• Document segment:
####################

Gregg Albright, deputy director of the state Department of Transportation, said at a May hearing that the administration is "very concerned about the impacts on small business." He also expressed concern that the draft rules would drive up the cost of building roads and other infrastructure.

"When the industry says to us that this has an effect, even a modest effect, on cost ... we listen," Albright said.

The construction industry has developed close ties with Schwarzenegger. It worked with him to pass the $37-billion public works bonds that he championed, taking a lead role in the campaign to pass the measures and contributing more than $6 million to the effort.

Construction companies and related industries also directly contributed at least $1.3 million to the governor's reelection campaign and kicked in tens of thousands of dollars after the election to help pay for the governor's inauguration celebrations.

Environmentalists were dismayed to see the air board put off its vote from late May until mid-July so the effect on industry could be examined more fully. And they were chagrined that the administration, through Albright, offered to spend the weeks leading up to the vote working to give industry more of a voice in the regulations.

####################

• Work to do: Please carry on the news piece above about the air board's draft rules and the construction industry, starting after its last sentence.

• Entries supplied:
####################

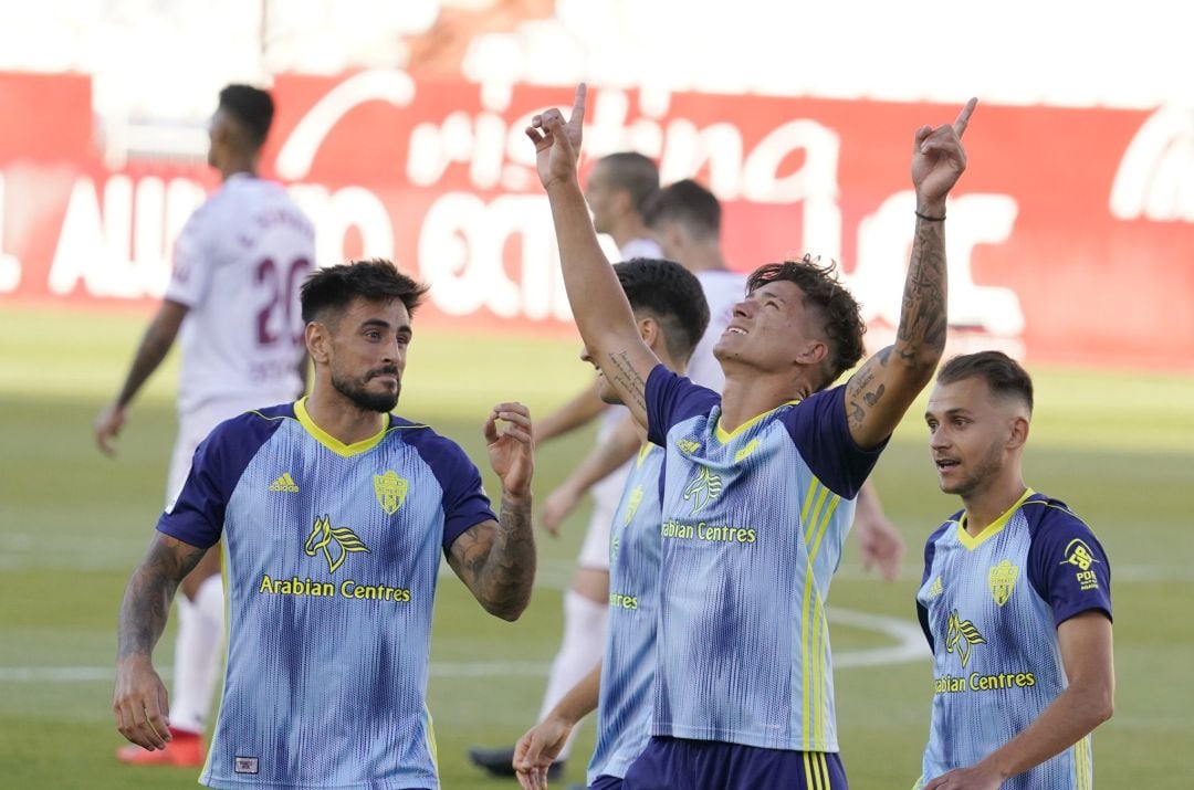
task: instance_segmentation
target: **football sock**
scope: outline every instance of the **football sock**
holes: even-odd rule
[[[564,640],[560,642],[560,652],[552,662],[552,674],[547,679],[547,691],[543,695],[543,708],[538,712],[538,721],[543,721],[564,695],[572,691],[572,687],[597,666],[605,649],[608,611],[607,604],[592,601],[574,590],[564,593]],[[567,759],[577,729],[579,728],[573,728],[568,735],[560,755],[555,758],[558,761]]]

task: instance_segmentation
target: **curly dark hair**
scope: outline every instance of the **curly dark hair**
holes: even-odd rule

####################

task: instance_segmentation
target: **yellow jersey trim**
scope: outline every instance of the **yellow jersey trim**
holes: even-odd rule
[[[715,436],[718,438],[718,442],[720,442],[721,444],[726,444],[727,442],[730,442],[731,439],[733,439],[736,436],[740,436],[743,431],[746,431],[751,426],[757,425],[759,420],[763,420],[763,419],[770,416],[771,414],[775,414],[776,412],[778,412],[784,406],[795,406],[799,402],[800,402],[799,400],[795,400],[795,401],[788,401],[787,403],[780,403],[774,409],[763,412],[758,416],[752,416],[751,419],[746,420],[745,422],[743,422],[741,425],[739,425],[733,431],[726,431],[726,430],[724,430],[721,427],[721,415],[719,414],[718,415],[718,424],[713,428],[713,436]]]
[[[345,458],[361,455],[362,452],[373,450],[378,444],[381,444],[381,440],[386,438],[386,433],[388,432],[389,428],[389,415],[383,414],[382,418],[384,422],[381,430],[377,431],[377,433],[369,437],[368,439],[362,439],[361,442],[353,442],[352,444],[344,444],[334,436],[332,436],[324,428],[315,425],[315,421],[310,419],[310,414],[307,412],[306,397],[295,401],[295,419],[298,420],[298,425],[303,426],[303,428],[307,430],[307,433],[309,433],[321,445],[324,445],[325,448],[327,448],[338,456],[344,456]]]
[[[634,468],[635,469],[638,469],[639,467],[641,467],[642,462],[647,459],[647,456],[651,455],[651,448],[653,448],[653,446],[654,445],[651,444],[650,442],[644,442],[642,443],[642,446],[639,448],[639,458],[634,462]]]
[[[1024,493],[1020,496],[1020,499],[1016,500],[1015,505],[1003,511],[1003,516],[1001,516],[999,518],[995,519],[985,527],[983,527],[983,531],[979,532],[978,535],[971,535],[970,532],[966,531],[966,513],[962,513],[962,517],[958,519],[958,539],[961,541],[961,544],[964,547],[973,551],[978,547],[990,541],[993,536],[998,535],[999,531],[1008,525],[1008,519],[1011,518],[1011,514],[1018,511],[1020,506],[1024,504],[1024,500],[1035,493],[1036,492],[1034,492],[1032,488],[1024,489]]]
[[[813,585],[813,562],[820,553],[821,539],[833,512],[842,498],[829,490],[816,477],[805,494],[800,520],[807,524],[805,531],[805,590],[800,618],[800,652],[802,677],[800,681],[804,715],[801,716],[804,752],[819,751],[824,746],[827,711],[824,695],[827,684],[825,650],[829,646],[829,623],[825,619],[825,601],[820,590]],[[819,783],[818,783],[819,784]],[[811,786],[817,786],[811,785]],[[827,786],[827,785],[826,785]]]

####################

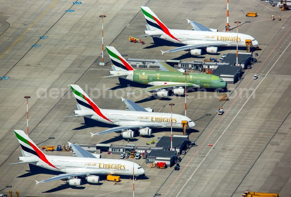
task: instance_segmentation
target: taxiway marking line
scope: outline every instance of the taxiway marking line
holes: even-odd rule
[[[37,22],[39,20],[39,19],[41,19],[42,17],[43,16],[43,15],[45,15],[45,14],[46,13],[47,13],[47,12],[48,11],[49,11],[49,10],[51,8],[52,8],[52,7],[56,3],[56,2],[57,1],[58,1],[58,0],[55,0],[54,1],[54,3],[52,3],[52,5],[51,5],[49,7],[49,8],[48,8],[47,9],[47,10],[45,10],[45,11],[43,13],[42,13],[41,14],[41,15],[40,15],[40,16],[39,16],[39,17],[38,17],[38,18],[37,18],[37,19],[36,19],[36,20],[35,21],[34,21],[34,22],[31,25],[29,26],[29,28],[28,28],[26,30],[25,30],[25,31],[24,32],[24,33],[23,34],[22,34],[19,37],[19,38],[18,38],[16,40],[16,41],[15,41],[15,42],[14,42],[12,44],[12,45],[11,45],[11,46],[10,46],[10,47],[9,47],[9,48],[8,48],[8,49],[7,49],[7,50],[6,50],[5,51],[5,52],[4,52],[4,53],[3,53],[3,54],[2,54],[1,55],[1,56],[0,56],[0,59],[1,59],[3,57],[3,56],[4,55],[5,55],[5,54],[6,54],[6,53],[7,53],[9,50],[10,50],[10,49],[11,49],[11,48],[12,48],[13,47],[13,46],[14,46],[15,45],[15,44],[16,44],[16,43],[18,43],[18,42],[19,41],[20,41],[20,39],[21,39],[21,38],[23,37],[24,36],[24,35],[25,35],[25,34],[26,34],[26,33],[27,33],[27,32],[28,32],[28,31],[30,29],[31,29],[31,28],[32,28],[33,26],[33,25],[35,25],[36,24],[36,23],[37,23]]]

####################

• Expected answer:
The state officials who drafted the regulations noted at the hearing that they had been taking input from the construction industry for more than two years and carefully considered it in the rules they wrote.

"These emission reductions are absolutely needed to address public health," said Catherine Witherspoon, the air board's executive officer. "Doing less or waiting longer will mean more people will breathe unhealthy air, suffer adverse health effects and will also delay attainment of the federal air standards."

According to internal memos obtained by The Times, the administration sought in early June to have Witherspoon removed from her job, but the board declined to fire her. Within weeks, board Chairman Robert Sawyer -- already at odds with the administration over how aggressively to combat global warming -- was fired. Witherspoon resigned Monday.